• [Recorded information]
Content starts

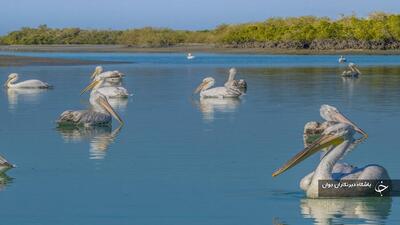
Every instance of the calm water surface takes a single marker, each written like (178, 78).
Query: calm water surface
(179, 160)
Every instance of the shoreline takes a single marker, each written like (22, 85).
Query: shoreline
(194, 48)
(12, 60)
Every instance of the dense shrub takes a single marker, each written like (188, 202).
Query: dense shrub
(377, 31)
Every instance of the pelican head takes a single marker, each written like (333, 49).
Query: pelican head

Content ends

• [Work to complete] Only the lines from the one containing "Every instance of the shoreline" to the end of the records should be repeated, exactly as they appear.

• [Exercise output]
Every instance of the shoreline takes a single marker, each written like (22, 85).
Query: shoreline
(194, 48)
(12, 60)
Every instance of the dense shrub takes a single marker, each written like (188, 202).
Query: dense shrub
(377, 31)
Every instance of the pelican head takes a single marker, each written like (333, 49).
Query: pelican head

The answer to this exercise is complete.